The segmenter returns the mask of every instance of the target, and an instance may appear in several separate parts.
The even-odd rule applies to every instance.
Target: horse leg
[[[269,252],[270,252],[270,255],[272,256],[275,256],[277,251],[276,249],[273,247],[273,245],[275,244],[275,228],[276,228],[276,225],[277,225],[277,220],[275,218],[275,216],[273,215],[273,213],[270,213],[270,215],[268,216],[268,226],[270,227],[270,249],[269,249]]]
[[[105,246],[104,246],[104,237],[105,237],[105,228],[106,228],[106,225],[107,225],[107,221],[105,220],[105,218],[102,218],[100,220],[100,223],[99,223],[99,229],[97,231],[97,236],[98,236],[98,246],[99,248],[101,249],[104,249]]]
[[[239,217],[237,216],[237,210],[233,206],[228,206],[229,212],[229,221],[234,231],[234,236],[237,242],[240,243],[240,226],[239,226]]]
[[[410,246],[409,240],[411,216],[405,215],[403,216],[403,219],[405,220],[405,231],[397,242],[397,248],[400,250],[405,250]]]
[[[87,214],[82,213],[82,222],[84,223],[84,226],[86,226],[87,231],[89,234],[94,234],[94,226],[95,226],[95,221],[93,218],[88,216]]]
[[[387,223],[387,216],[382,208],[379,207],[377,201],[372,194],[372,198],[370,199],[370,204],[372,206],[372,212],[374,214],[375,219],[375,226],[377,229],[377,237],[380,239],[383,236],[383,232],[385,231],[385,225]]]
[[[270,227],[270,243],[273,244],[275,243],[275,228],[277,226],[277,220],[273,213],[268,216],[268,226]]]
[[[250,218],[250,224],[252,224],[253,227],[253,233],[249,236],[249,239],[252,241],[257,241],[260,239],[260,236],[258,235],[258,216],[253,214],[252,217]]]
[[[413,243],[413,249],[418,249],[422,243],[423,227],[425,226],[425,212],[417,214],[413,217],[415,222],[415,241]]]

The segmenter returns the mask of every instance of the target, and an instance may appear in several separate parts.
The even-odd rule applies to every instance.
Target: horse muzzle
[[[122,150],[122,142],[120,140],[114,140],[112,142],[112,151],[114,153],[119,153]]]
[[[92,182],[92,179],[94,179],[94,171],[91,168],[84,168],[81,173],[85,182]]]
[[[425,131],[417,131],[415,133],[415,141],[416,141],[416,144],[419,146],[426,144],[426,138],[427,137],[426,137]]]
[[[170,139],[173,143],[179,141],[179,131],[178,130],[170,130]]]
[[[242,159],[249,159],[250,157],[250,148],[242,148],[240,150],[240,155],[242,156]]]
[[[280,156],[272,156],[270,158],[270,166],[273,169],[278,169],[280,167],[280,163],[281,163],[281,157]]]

*****

# TO DO
All of the records are to be reproduced exactly as they were given.

# OUTPUT OF THE TASK
The segmenter returns the mask of every instance of the target, and an instance may appear in several separate parts.
The even-odd rule applies to every instance.
Target: horse leg
[[[269,252],[270,252],[270,255],[272,256],[275,256],[277,251],[276,249],[273,247],[273,245],[275,244],[275,228],[276,228],[276,225],[277,225],[277,220],[275,218],[275,216],[273,215],[273,213],[270,213],[270,215],[268,216],[268,226],[270,227],[270,249],[269,249]]]
[[[105,246],[104,246],[104,237],[105,237],[105,228],[106,228],[106,225],[107,225],[107,221],[105,220],[105,218],[102,218],[100,220],[100,223],[99,223],[99,229],[97,231],[97,236],[98,236],[98,246],[99,248],[101,249],[104,249]]]
[[[239,217],[237,216],[237,210],[233,206],[228,206],[229,212],[229,221],[234,231],[234,236],[237,242],[240,243],[240,226],[239,226]]]
[[[410,246],[409,240],[411,216],[405,215],[403,216],[403,219],[405,220],[405,231],[397,242],[397,248],[400,250],[405,250]]]
[[[87,214],[82,213],[82,222],[84,223],[84,226],[86,226],[87,231],[89,234],[94,234],[94,226],[95,226],[95,221],[93,218],[88,216]]]
[[[387,223],[387,216],[382,208],[379,207],[377,201],[372,194],[372,198],[370,199],[370,204],[372,206],[372,212],[374,214],[375,219],[375,226],[377,229],[377,237],[380,239],[383,236],[383,232],[385,231],[385,225]]]
[[[270,227],[270,243],[273,244],[275,243],[275,228],[277,226],[277,220],[273,213],[268,216],[268,226]]]
[[[250,218],[250,224],[252,224],[253,227],[253,233],[249,236],[249,239],[252,241],[257,241],[260,239],[260,236],[258,235],[258,216],[253,214],[252,217]]]
[[[413,243],[413,249],[418,249],[422,243],[423,227],[425,226],[425,212],[417,214],[413,217],[415,222],[415,241]]]

The segmenter returns the mask of every instance of the target, and an instance may appear in several separate parts.
The even-odd rule applies to every instance.
Target: horse muzzle
[[[122,150],[122,142],[120,140],[114,140],[112,142],[112,151],[114,153],[119,153]]]
[[[92,182],[92,179],[94,179],[94,171],[91,168],[84,168],[81,173],[85,182]]]
[[[425,131],[417,131],[415,133],[415,141],[416,141],[416,144],[419,146],[426,144],[426,138],[427,137],[426,137]]]
[[[170,139],[173,143],[179,141],[179,131],[178,130],[170,130]]]
[[[242,159],[249,159],[250,157],[250,148],[242,148],[240,150],[240,155],[242,156]]]
[[[280,156],[272,156],[270,158],[270,166],[273,169],[278,169],[280,167],[280,163],[281,163],[281,157]]]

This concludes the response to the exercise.